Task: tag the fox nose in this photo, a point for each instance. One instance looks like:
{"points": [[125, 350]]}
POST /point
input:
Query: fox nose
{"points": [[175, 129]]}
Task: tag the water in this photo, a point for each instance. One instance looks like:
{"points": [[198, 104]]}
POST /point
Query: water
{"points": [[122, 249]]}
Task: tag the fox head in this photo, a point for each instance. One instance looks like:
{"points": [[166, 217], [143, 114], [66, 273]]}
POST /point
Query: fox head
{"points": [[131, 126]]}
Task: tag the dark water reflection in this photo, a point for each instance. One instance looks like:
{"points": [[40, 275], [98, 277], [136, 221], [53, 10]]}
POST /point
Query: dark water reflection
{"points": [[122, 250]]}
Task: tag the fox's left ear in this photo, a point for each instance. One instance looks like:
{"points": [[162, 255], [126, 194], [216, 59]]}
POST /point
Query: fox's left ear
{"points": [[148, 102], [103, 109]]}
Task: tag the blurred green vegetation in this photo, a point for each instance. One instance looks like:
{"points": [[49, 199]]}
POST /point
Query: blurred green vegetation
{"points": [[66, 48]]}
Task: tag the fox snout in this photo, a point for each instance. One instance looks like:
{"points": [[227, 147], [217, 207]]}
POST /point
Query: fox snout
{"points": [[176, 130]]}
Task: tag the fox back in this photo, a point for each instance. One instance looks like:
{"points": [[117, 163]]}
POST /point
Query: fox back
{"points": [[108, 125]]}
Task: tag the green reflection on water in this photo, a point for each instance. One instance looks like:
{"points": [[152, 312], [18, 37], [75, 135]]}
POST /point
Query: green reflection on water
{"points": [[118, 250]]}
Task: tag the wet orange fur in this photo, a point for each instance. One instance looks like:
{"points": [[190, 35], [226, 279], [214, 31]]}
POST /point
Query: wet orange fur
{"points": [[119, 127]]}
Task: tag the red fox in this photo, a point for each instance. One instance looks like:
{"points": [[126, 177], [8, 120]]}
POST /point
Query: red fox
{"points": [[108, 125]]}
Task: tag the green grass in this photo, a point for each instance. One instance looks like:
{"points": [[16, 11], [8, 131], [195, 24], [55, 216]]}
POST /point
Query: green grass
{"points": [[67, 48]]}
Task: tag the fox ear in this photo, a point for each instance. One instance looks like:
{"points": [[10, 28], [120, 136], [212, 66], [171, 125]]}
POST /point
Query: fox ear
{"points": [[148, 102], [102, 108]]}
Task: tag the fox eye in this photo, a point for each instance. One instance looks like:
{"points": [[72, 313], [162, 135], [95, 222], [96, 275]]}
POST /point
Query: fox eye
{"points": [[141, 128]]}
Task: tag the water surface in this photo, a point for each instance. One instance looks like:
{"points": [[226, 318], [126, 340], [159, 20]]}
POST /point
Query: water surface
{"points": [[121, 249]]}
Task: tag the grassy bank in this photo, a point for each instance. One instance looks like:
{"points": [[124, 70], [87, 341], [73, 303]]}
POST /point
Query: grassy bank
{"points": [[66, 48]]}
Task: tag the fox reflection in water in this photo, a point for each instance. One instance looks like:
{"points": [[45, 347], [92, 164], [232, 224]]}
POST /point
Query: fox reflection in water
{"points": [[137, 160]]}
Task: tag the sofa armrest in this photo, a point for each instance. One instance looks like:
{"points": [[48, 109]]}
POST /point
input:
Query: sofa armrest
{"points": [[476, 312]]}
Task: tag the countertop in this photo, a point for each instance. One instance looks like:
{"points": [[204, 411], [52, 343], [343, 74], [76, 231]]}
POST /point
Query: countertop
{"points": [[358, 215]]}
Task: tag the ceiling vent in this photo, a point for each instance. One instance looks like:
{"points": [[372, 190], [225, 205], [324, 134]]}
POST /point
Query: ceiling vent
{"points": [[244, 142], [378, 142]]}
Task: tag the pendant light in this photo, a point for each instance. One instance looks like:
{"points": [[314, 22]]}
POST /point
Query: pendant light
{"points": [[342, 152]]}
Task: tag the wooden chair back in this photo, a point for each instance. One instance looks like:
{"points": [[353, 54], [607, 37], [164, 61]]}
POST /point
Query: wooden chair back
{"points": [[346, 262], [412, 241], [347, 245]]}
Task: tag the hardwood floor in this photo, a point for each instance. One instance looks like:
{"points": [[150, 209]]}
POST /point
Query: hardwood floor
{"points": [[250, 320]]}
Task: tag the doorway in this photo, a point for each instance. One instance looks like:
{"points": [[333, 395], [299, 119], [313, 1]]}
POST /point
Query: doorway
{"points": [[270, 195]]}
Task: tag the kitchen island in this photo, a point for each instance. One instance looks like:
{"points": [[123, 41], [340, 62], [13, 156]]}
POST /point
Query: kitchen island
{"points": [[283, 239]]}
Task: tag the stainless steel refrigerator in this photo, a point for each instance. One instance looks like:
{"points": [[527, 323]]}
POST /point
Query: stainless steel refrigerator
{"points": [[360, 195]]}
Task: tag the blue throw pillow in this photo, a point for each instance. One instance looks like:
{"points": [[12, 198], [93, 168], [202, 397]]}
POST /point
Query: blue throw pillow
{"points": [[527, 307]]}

##############################

- **Aim**:
Output the full listing without altering anything.

- **The completed task**:
Task: tag the fox nose in this photo, a point for each instance. One instance looks like:
{"points": [[125, 350]]}
POST /point
input:
Query: fox nose
{"points": [[175, 129]]}
Task: tag the water in this photo, a point for each instance. One instance looks like:
{"points": [[198, 104]]}
POST /point
Query: water
{"points": [[122, 249]]}
Task: tag the fox head in this photo, a point for each instance. One instance looks like:
{"points": [[166, 217], [143, 114], [66, 273]]}
POST /point
Query: fox head
{"points": [[131, 126]]}
Task: tag the dark water reflection in this photo, a point for each instance. One instance looks like:
{"points": [[40, 275], [98, 277], [136, 221], [53, 10]]}
POST /point
Query: dark water reflection
{"points": [[122, 250]]}
Task: tag the fox's left ear in this photo, a point for each instance. One instance looks like:
{"points": [[162, 255], [126, 194], [216, 59]]}
POST /point
Query: fox's left ear
{"points": [[148, 102], [103, 109]]}
Task: tag the blurred green vegetation in this photo, a point for each instance. One instance looks like:
{"points": [[49, 199]]}
POST /point
Query: blurred green vegetation
{"points": [[66, 48]]}
Task: tag the fox snout in this photo, a point for each instance. One instance looks like:
{"points": [[227, 147], [217, 207]]}
POST /point
Query: fox snout
{"points": [[176, 130]]}
Task: tag the fox back in this photo, a point for each instance. One instance looks like:
{"points": [[117, 163]]}
POST /point
Query: fox back
{"points": [[108, 125]]}
Task: tag the green reflection on water in this photo, a point for each instance. One instance looks like:
{"points": [[152, 312], [18, 37], [75, 135]]}
POST /point
Query: green reflection on water
{"points": [[118, 250]]}
Task: tag the wet orange fur in this photo, a point for each instance. One instance looks like:
{"points": [[190, 35], [226, 279], [214, 31]]}
POST /point
Query: wet orange fur
{"points": [[119, 127]]}
Task: tag the red fox in this photo, a point for each instance. One instance looks like:
{"points": [[126, 177], [8, 120]]}
POST /point
Query: red fox
{"points": [[108, 125]]}
Task: tag the green grass in this photo, a point for each instance. One instance looks like:
{"points": [[16, 11], [8, 131], [195, 24], [55, 216]]}
POST /point
Query: green grass
{"points": [[67, 48]]}
Task: tag the fox ear in this photo, a point for each instance. One instance looks like:
{"points": [[10, 28], [120, 136], [212, 66], [171, 125]]}
POST /point
Query: fox ear
{"points": [[148, 102], [102, 108]]}
Task: tag the fox eye in this photo, a point for each instance. One instance looks like:
{"points": [[72, 313], [162, 135], [95, 222], [96, 275]]}
POST /point
Query: fox eye
{"points": [[141, 128]]}
Task: tag the water surface in this photo, a point for each instance. One instance looks like:
{"points": [[226, 318], [126, 340], [159, 20]]}
POST /point
Query: water surface
{"points": [[121, 249]]}
Task: tag the grassy bank in this photo, a point for each instance. One instance looks like:
{"points": [[124, 70], [87, 341], [73, 303]]}
POST /point
Query: grassy bank
{"points": [[66, 48]]}
Task: tag the fox reflection in water in this photo, a point for each instance. One instance looks like:
{"points": [[45, 347], [92, 164], [232, 224]]}
POST /point
Query: fox reflection in water
{"points": [[137, 160]]}
Task: tag the sofa armrest in this photo, a point for each instance. One instance looks like:
{"points": [[48, 109]]}
POST /point
input:
Query: sofa armrest
{"points": [[476, 312]]}
Task: tag the countertop in this photo, a point for each instance. One instance looks like:
{"points": [[204, 411], [52, 343], [343, 74], [76, 231]]}
POST /point
Query: countertop
{"points": [[358, 215]]}
Task: tag the ceiling vent in this photo, a point for each instance. One instance looks like:
{"points": [[372, 190], [225, 205], [324, 134]]}
POST /point
Query: ceiling vent
{"points": [[244, 142], [378, 142]]}
Task: tag the pendant light in this photo, a point for each instance. One instance looks like:
{"points": [[314, 22]]}
POST /point
Query: pendant light
{"points": [[342, 152]]}
Task: tag the wooden chair back in this photo, a point for each instance. One instance looks like:
{"points": [[353, 54], [607, 37], [164, 61]]}
POST /point
Query: wooden chair back
{"points": [[346, 262], [412, 241], [347, 245]]}
Task: tag the hardwood floor in this photo, a point for each instance. One instance looks like:
{"points": [[150, 209]]}
POST /point
Query: hardwood floor
{"points": [[250, 320]]}
Task: tag the doorway in this photo, a point for each instance. One instance looks like:
{"points": [[333, 395], [299, 119], [313, 1]]}
POST /point
Query: doorway
{"points": [[270, 195]]}
Task: tag the kitchen island in this photo, a point for each instance. One instance looks like:
{"points": [[123, 41], [340, 62], [13, 156]]}
POST /point
Query: kitchen island
{"points": [[283, 239]]}
Task: tag the stainless steel refrigerator in this photo, a point for each instance. One instance looks like:
{"points": [[527, 323]]}
POST /point
Query: stainless steel refrigerator
{"points": [[360, 195]]}
Task: tag the blue throw pillow in this photo, a point for each instance. One instance looks like:
{"points": [[12, 198], [93, 168], [202, 397]]}
POST /point
Query: blue throw pillow
{"points": [[527, 307]]}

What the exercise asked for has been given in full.